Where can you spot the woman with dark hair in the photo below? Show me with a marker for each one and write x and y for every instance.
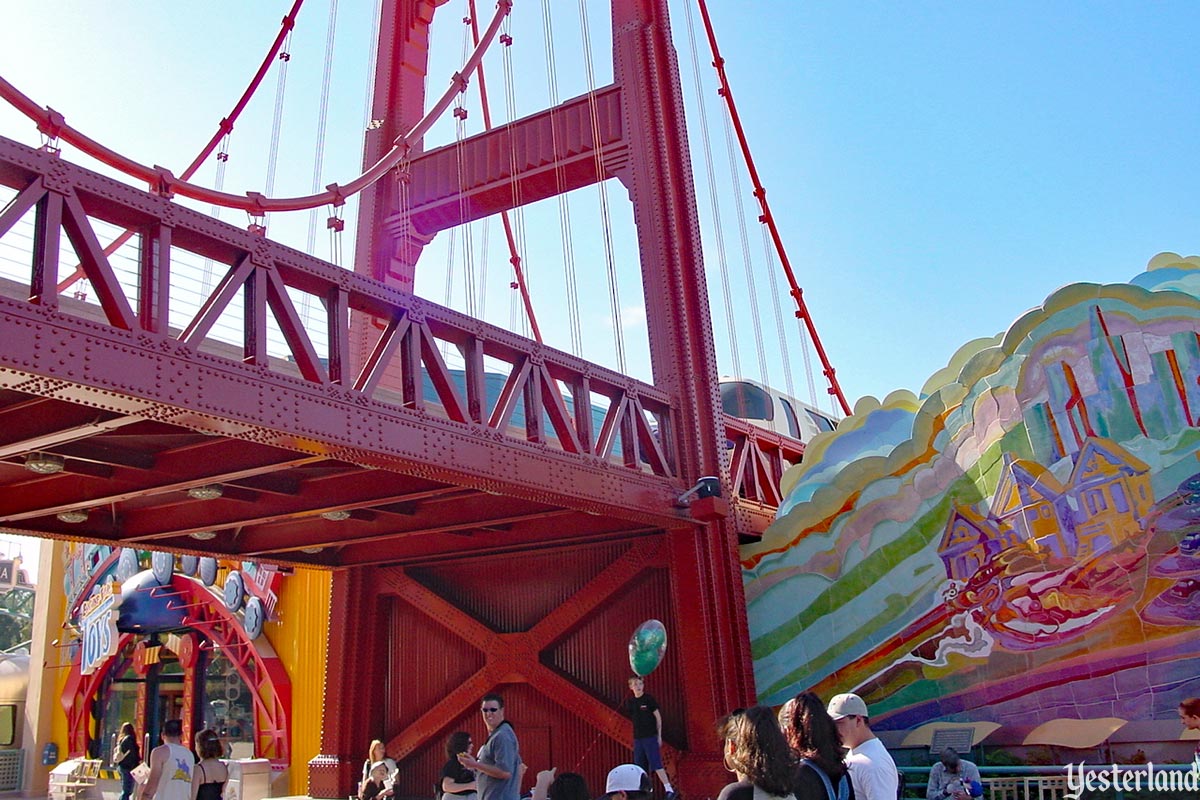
(568, 786)
(457, 781)
(126, 757)
(756, 752)
(813, 737)
(210, 774)
(1189, 715)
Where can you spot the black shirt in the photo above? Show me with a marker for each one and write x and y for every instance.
(642, 710)
(459, 774)
(129, 745)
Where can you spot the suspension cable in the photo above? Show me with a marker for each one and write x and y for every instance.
(510, 104)
(760, 193)
(514, 253)
(777, 305)
(322, 119)
(713, 200)
(220, 138)
(460, 132)
(747, 260)
(565, 235)
(281, 85)
(51, 122)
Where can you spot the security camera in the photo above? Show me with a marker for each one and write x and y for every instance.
(706, 487)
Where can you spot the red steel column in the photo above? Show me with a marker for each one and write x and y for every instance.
(348, 681)
(705, 567)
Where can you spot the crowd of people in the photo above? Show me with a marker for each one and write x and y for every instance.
(805, 752)
(175, 771)
(809, 751)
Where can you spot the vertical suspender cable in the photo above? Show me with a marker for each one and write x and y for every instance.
(322, 120)
(777, 305)
(220, 137)
(603, 186)
(281, 86)
(564, 200)
(468, 245)
(713, 200)
(515, 233)
(519, 281)
(760, 192)
(747, 260)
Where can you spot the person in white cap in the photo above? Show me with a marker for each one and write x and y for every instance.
(871, 770)
(628, 782)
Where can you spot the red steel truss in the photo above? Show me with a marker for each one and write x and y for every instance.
(509, 451)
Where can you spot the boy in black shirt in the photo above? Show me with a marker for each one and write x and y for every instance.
(643, 709)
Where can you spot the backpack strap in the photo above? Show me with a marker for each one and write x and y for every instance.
(825, 779)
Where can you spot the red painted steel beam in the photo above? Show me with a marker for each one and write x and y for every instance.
(520, 154)
(705, 565)
(151, 374)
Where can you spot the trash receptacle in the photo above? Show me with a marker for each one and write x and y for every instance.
(250, 779)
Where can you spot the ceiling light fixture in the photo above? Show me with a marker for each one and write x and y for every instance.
(209, 492)
(45, 463)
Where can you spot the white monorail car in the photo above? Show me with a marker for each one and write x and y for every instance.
(768, 408)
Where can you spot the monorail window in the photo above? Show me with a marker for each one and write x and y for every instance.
(793, 425)
(747, 401)
(7, 725)
(821, 421)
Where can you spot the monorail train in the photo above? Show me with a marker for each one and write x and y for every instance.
(768, 408)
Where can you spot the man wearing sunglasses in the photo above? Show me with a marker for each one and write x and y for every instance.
(497, 764)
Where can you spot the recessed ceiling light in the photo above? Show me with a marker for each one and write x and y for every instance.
(45, 463)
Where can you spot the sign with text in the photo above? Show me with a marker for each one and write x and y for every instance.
(97, 620)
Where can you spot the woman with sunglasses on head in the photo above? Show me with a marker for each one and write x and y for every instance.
(210, 774)
(457, 781)
(756, 752)
(378, 752)
(813, 737)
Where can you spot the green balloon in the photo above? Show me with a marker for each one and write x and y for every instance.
(647, 647)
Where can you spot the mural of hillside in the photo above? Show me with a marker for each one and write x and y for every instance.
(1019, 543)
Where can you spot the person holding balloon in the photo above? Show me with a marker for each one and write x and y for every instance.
(646, 650)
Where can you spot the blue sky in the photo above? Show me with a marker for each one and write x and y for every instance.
(935, 168)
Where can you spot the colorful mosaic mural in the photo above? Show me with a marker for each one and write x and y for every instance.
(1020, 542)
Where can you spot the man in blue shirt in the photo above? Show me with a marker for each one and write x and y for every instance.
(498, 763)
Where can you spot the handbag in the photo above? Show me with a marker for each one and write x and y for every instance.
(141, 773)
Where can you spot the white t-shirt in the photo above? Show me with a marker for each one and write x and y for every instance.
(175, 782)
(873, 771)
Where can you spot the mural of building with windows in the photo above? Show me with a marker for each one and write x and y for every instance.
(1018, 543)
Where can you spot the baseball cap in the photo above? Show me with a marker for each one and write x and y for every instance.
(628, 777)
(846, 705)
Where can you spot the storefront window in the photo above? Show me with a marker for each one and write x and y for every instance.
(229, 707)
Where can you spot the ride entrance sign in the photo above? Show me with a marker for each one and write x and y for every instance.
(97, 618)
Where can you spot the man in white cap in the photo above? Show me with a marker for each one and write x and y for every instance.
(628, 782)
(871, 769)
━━━━━━━━━━━━━━━━━━━━
** WHAT YOU HAVE TO DO **
Give the listing again exactly, minus its images.

** ANSWER AREA **
Where can you spot the woman with dark hair in the photo below? Show me with a marker for each one and write x and y for every instance.
(568, 786)
(457, 781)
(126, 757)
(756, 752)
(813, 737)
(210, 774)
(1189, 715)
Where can you spot the black shirt in the photo above? Show me with a marker for each one and write x and y for every instance.
(642, 710)
(459, 774)
(129, 745)
Where can you spot the suspension cable in the photo above? Show me with a marker for each one and write x and y for every instance.
(510, 104)
(760, 193)
(514, 253)
(777, 305)
(322, 119)
(713, 200)
(220, 138)
(460, 132)
(747, 260)
(565, 235)
(281, 85)
(51, 122)
Where can you spot the security camera in the photo above? Show me with a marker for each one and write x and y for every instance.
(706, 487)
Where can you spot the red steel column in the photo above? Show me with a marker for each one and write x and y for every instance.
(348, 681)
(705, 567)
Where can you spot the crowd of people in the photo above? Show me with a marker for each one and write x and y for every instance.
(805, 752)
(175, 771)
(809, 751)
Where can you spot the vertical suspender cable in the photo above? Show me with a marker for each one and write x and y for every instance.
(322, 120)
(777, 305)
(220, 137)
(603, 186)
(281, 86)
(564, 200)
(468, 245)
(713, 200)
(515, 233)
(519, 281)
(760, 192)
(747, 260)
Where can you spot the person in white cap in the photo above? Show me with a marker for each one and write x and y for every instance.
(871, 770)
(628, 782)
Where can you spot the red steel truss in the photo above? Show me with a marker for each one and write x and y for every instance.
(509, 451)
Where can you spot the boy in black shirt in the photo above? Show me with a marker for each one and write x and y for every instance.
(643, 709)
Where can you spot the backpack strap in the photo above? Show me with a marker for each one and write x and y for every instance.
(825, 779)
Where can you spot the red painted steel beam in the photo above? Show me with a marker for each one and write x and y for every instance.
(520, 154)
(705, 565)
(151, 374)
Where can you spot the trash receptacle in the photo above? Show me with a marker for each one and write x and y for every instance.
(250, 779)
Where can you spot the ceiling light fixture in the photo above? Show me with a marker for each one and write x and y for every instance.
(209, 492)
(45, 463)
Where can you spot the white monorail car in the photo above? Show me with a marker for each one and write x and y for every instance.
(768, 408)
Where can you spot the monorail window in the photo above? Show me with a marker for each one and write x and y for every instance.
(793, 425)
(747, 401)
(7, 725)
(821, 421)
Where can you spot the monorail train in the photo above? Show me with a marker for each one and write x and y for every instance.
(768, 408)
Where can you spot the man wearing sunglasses in the photo above? Show me with a marker for each one and write x and y for every instance.
(497, 764)
Where can you spot the recessed ceiling light in the photo above? Show me with a marker for each one and write x and y for every instance.
(45, 463)
Where can you spot the sign with text in the photo above? Show me with a marker for each one and write x and y for every instance.
(97, 620)
Where can you spot the woman with sunglasses on head in the photo above? Show me with a marker for each one and write x and y for every instance.
(210, 774)
(457, 781)
(756, 752)
(378, 752)
(813, 737)
Where can you spot the green balloon in the photo above? Show me with a marker for each one and write x and y for every instance.
(647, 647)
Where can you spot the mural of hillside in the photo above? Show me with a marker for each one and write x and y for every instance.
(1019, 543)
Where can you spot the person holding balloon in the photo above? Show me with a marker for each one and write x and y for every instance.
(646, 650)
Where can you spot the blue sky in the photo above? Show me with a marker for each one and write x and y for every instance.
(935, 168)
Where can you spot the colorful mosaic mural in the photo above? Show me with a marker for each one and write x and y for every instance.
(1020, 542)
Where can you spot the man in blue shirt in the photo above? Show me with a marker for each one and write x and y for every instance.
(498, 763)
Where can you spot the handbag in the photo above? Show me with a marker for each one and write x and y for every instance.
(141, 773)
Where can you spot the white t-shirt in the photo above? Show me with a marker for each one and write x and y for every instance.
(175, 782)
(873, 771)
Where can you spot the mural of building with windows in the photo above? Show me with a marker for each one and write x and y for every instance.
(1018, 543)
Where can you spot the baseball cap in the photo above? Show me with a marker for each one and write x and y for every instance.
(628, 777)
(846, 705)
Where can you spot the storefront window in the photo above? Show me with a marker for each one and write x and y for every instance.
(229, 707)
Where can you spot the ride entrance sign in the photo above? Show me with a marker for each one and write x and y for every instance.
(97, 618)
Where can you spot the man in white cap in the photo above? Show me with a marker for each one and write x and y for every instance.
(628, 782)
(871, 769)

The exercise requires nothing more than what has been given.